Please give every line of the records below as a JSON list of strings, one string per line, leaving out blank lines and the pictures.
** start **
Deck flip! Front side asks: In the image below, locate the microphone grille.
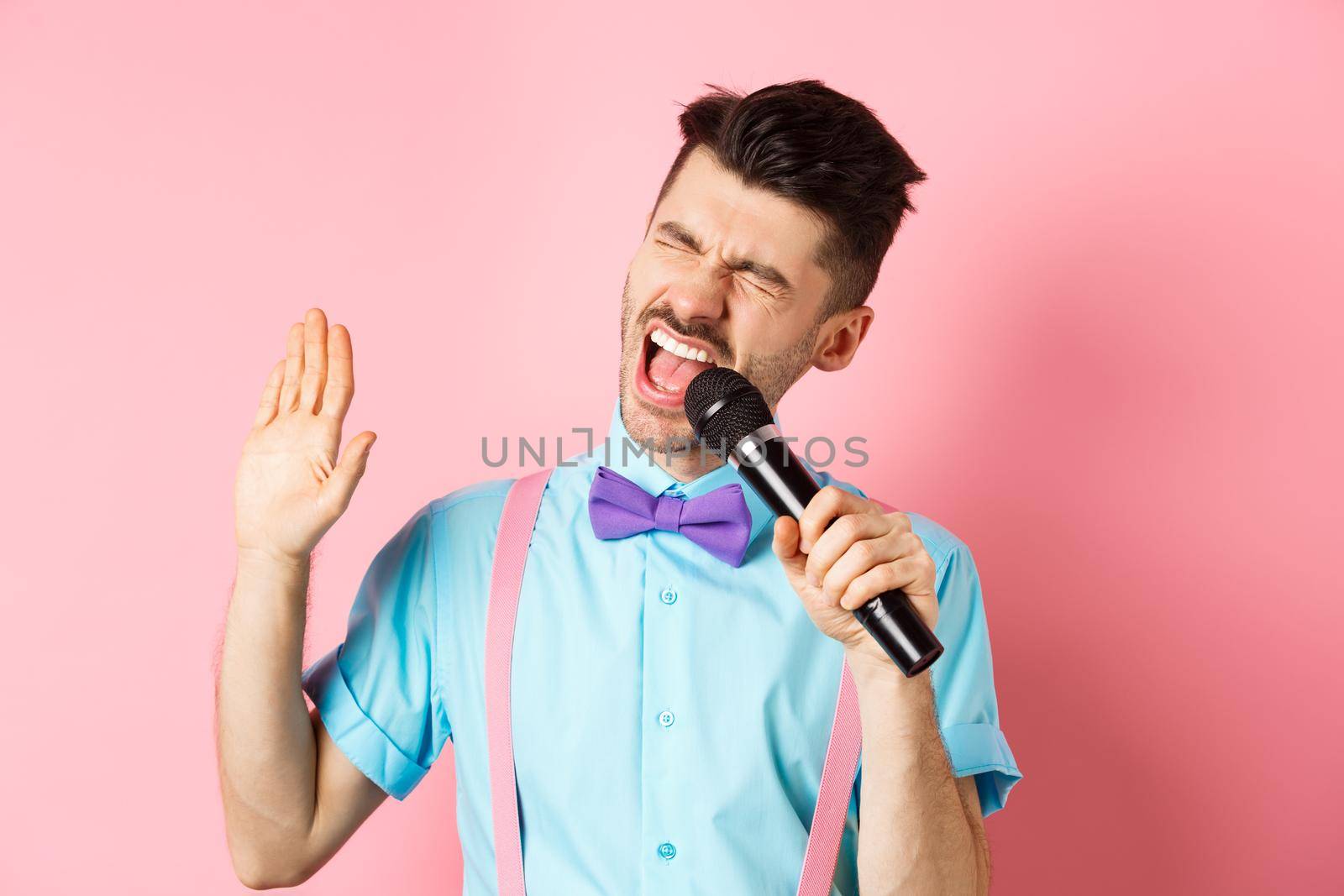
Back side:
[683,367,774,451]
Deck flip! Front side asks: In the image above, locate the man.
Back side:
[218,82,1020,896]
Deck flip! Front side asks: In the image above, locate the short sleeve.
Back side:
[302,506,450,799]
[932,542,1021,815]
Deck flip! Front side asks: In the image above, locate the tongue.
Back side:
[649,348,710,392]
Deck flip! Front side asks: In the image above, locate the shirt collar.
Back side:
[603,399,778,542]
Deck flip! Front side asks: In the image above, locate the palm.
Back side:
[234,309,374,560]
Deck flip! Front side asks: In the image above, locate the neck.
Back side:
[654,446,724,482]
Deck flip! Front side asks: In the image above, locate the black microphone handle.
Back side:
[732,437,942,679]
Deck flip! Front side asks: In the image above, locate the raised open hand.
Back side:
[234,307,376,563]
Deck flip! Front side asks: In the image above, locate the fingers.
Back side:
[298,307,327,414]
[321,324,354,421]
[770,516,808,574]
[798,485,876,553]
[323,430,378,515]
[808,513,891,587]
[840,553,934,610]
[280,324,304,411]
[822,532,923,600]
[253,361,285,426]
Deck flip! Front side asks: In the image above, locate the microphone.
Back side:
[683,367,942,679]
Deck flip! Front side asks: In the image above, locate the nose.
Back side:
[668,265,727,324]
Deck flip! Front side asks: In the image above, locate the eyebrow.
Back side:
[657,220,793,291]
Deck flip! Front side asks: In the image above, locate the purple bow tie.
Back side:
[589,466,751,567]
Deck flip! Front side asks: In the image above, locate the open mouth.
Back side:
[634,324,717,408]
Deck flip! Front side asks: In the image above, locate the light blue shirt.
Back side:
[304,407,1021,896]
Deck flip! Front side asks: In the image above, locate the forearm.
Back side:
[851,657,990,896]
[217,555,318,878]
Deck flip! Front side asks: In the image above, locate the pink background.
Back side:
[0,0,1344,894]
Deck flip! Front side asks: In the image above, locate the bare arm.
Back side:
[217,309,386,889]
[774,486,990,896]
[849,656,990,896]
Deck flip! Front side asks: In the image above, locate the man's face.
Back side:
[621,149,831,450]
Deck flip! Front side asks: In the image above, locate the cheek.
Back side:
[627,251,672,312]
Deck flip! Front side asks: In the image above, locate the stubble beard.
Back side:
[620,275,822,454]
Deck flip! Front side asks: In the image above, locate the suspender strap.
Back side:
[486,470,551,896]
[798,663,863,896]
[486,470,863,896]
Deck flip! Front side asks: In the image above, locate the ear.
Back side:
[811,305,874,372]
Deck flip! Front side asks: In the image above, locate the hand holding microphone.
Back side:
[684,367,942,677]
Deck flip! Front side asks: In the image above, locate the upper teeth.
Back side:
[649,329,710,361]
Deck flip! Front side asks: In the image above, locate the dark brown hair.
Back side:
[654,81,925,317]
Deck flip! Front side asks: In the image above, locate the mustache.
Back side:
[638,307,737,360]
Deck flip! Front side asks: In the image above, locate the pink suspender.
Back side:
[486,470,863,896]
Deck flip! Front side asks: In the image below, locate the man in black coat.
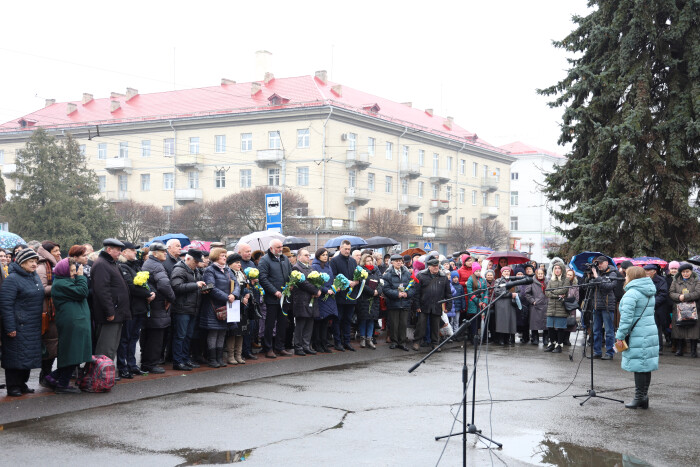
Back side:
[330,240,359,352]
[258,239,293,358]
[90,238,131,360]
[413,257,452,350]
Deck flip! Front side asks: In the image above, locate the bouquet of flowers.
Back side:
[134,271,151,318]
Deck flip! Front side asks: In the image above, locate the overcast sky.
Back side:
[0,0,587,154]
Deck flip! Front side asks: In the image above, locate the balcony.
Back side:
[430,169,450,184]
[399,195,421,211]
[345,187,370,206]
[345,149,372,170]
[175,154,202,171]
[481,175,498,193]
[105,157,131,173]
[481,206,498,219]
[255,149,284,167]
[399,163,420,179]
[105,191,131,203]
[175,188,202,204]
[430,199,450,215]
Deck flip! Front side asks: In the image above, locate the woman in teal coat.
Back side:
** end **
> **Result**
[
  "Deck flip! Front side asks: In the image below, locate the microphone grille.",
  "Back side:",
  "[683,367,774,451]",
  "Deck flip! Front side asks: In the image above, locate the man.",
  "Back side:",
  "[218,82,1020,896]",
  "Deck flip! Front side asks: In the image above, locate the short sleeve.",
  "Back side:",
  "[302,506,450,799]",
  "[932,542,1021,815]",
  "Deck flip! Front side asks: In the image above, locate the tongue.",
  "Back side:",
  "[649,348,710,392]",
  "Deck flip! Front side asks: In the image above, locate the shirt collar.",
  "Back side:",
  "[603,399,778,542]",
  "Deck flip! Front side asks: In the image above, locate the palm.",
  "Back side:",
  "[234,309,374,560]",
  "Deck flip! Front side asks: In the image above, locate the neck.",
  "Back side:",
  "[654,446,724,482]",
  "Deck flip! Front side asks: In the image above, locate the black microphone handle.",
  "Back side:",
  "[732,437,942,679]",
  "Deck flip! Front side asks: In the image above, locate the raised open hand.",
  "Back side:",
  "[234,307,376,563]",
  "Deck flip! Front side asks: In the image above, locate the fingers.",
  "Back side:",
  "[298,307,327,414]",
  "[321,324,354,421]",
  "[770,516,808,574]",
  "[798,485,876,553]",
  "[323,430,378,515]",
  "[808,513,891,587]",
  "[840,553,934,610]",
  "[280,324,304,411]",
  "[822,532,923,600]",
  "[253,361,285,426]",
  "Deck flip! Front side asks: In the image above, locate the microphone.",
  "Back side:",
  "[683,367,942,679]",
  "Deck flip! Front side asks: In the image above, locate the nose.",
  "Back side:",
  "[668,265,727,324]",
  "Deck flip! Front side asks: In the image above, locate the eyebrow.",
  "Back side:",
  "[657,220,793,291]",
  "Deck flip! Front side asks: In the image above, locate the purple bow tie.",
  "Back side:",
  "[589,466,751,567]",
  "Deck flip! Front side asks: In the image above, locate the open mouth.",
  "Back side:",
  "[634,324,717,408]",
  "Deck flip! Front side asks: In the image above, locate the light blue shirt.",
  "Back side:",
  "[304,407,1021,896]",
  "Deck flip! Front side asks: In the image above, locate the forearm.",
  "Back side:",
  "[851,657,990,896]",
  "[217,555,318,878]",
  "Deck flip! Front side asks: In the image above, locate the pink background.",
  "Back side:",
  "[0,0,1344,894]",
  "Deck flip! Front side asks: In the image above, locate the bare arm.",
  "Back side:",
  "[217,309,386,889]",
  "[774,486,990,896]",
  "[849,656,990,896]",
  "Deck flip! Front side asks: In the image above, locate the man's face.",
  "Back side:",
  "[621,149,831,450]",
  "Deck flip! Front side asks: In the image above, locate the cheek.",
  "Back side:",
  "[627,251,672,312]",
  "Deck flip! Front side asks: In the image above, locate the stubble beard.",
  "Back side:",
  "[620,275,822,454]",
  "Deck flip! Front side asks: In the image above, locate the suspender strap.",
  "Back side:",
  "[486,470,551,896]",
  "[798,663,863,896]",
  "[486,470,863,896]",
  "Deck flip! Front side asks: In the image above, locate the ear.",
  "Back side:",
  "[811,305,874,372]",
  "Deck flip! Front side asks: In the image above, locate the hand holding microphone.",
  "Back side:",
  "[684,367,942,677]",
  "Deck flip! Front side asks: In the image above, locate the upper teeth.",
  "Back side:",
  "[649,329,710,361]",
  "Deck flip! Front side asks: In the image above, locate the dark brown hair.",
  "Back side:",
  "[654,81,925,317]",
  "Deck flip! Front side asks: In the image above, locate the mustache.",
  "Back side:",
  "[638,307,737,360]",
  "Deck flip! Front side asks: In the image above, locate the pink suspender.",
  "Back side:",
  "[486,470,863,896]",
  "Deck flip! Front side asks: In the image below, locate the man in black coat.",
  "Back side:",
  "[330,240,359,352]",
  "[258,239,293,358]",
  "[90,238,131,360]",
  "[413,257,452,350]",
  "Deck flip! Front side asks: In the image above, locate the bouquet of flowers.",
  "Back side:",
  "[134,271,151,318]",
  "Deck flip! Front side asks: In the image above, locate the overcast sky.",
  "Back side:",
  "[0,0,587,154]",
  "Deck flip! Front side asks: In the image above, locate the balcony.",
  "Back side:",
  "[430,169,450,184]",
  "[399,195,421,211]",
  "[345,187,370,206]",
  "[345,149,372,170]",
  "[175,154,202,171]",
  "[481,175,498,193]",
  "[105,157,131,173]",
  "[481,206,498,219]",
  "[255,149,284,167]",
  "[399,163,420,179]",
  "[105,191,131,203]",
  "[175,188,202,204]",
  "[430,199,450,215]",
  "Deck flip! Front side asks: In the image above, locate the woman in teal coat.",
  "Back side:"
]